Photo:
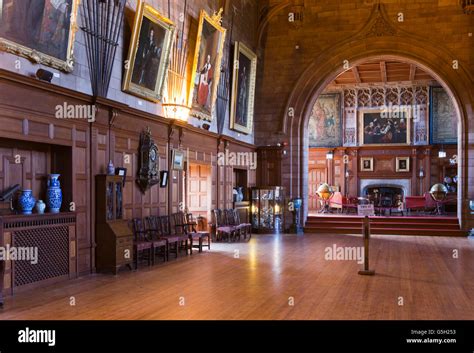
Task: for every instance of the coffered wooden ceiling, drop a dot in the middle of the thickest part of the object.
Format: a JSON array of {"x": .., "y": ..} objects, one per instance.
[{"x": 375, "y": 72}]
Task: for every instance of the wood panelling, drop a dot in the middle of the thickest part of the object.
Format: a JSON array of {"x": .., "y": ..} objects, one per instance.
[{"x": 80, "y": 150}]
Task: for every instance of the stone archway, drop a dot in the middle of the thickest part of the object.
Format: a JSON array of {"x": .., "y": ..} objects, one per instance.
[{"x": 378, "y": 40}]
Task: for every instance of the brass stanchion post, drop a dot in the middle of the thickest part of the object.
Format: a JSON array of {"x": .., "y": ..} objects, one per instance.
[{"x": 366, "y": 271}]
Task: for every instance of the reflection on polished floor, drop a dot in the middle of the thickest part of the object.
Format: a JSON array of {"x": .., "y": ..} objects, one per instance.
[{"x": 432, "y": 276}]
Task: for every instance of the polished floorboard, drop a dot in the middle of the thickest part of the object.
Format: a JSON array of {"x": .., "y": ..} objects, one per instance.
[{"x": 274, "y": 277}]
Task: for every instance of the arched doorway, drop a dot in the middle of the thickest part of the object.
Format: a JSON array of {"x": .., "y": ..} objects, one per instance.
[
  {"x": 378, "y": 113},
  {"x": 327, "y": 66}
]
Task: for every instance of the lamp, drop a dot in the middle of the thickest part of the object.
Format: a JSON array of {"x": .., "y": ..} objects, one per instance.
[
  {"x": 176, "y": 111},
  {"x": 174, "y": 101},
  {"x": 442, "y": 153},
  {"x": 467, "y": 6},
  {"x": 438, "y": 193},
  {"x": 325, "y": 192},
  {"x": 421, "y": 175}
]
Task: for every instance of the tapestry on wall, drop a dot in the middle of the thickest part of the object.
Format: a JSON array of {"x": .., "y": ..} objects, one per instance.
[
  {"x": 443, "y": 118},
  {"x": 325, "y": 123}
]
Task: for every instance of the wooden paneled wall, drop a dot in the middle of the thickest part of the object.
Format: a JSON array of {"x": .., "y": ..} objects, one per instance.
[{"x": 80, "y": 150}]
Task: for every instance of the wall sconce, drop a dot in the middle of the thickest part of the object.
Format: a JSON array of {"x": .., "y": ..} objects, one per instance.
[
  {"x": 467, "y": 6},
  {"x": 176, "y": 111}
]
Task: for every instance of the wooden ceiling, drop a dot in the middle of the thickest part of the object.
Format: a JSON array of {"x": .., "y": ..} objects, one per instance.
[{"x": 382, "y": 72}]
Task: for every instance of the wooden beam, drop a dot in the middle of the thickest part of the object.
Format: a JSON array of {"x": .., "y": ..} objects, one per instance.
[
  {"x": 355, "y": 71},
  {"x": 383, "y": 71},
  {"x": 412, "y": 72}
]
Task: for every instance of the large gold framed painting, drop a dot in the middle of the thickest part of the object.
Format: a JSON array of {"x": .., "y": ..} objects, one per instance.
[
  {"x": 40, "y": 30},
  {"x": 148, "y": 56},
  {"x": 243, "y": 89},
  {"x": 206, "y": 65},
  {"x": 325, "y": 123},
  {"x": 378, "y": 127}
]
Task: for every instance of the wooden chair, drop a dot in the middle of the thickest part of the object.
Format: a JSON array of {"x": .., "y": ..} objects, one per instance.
[
  {"x": 164, "y": 231},
  {"x": 246, "y": 228},
  {"x": 191, "y": 228},
  {"x": 169, "y": 228},
  {"x": 232, "y": 222},
  {"x": 141, "y": 242},
  {"x": 181, "y": 229},
  {"x": 153, "y": 227}
]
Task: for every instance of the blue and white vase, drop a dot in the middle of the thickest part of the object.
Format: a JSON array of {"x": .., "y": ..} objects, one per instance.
[
  {"x": 40, "y": 206},
  {"x": 110, "y": 168},
  {"x": 54, "y": 195},
  {"x": 26, "y": 202}
]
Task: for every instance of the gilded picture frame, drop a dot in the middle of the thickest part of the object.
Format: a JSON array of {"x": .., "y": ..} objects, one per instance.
[
  {"x": 177, "y": 160},
  {"x": 34, "y": 37},
  {"x": 397, "y": 134},
  {"x": 366, "y": 164},
  {"x": 206, "y": 67},
  {"x": 402, "y": 164},
  {"x": 243, "y": 89},
  {"x": 148, "y": 58}
]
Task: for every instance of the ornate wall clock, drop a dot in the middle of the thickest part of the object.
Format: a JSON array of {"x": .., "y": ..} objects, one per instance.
[{"x": 149, "y": 173}]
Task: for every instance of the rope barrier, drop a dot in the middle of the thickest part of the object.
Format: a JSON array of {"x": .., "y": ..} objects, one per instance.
[{"x": 366, "y": 232}]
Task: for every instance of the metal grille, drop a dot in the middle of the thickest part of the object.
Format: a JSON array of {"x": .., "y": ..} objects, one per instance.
[{"x": 53, "y": 254}]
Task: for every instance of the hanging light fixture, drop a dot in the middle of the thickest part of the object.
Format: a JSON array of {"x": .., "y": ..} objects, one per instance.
[
  {"x": 442, "y": 153},
  {"x": 175, "y": 98},
  {"x": 467, "y": 6}
]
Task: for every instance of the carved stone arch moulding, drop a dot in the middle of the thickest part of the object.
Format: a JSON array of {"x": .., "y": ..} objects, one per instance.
[{"x": 420, "y": 51}]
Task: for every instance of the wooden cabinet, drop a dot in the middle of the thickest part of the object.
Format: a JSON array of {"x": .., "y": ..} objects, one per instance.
[{"x": 113, "y": 236}]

━━━━━━━━━━━━━━━━━━━━━━━━━━━━━━

* WORK TO BE COMPLETED
In the entries above, copy each line that contains the string "ceiling".

* SOLUTION
Task: for every instance of the coffered wooden ceiling, drop a dot in the middle of the thickest part of the object.
Task: for every instance of the wooden ceiling, drop a dot in the middle of the thickest part of the object.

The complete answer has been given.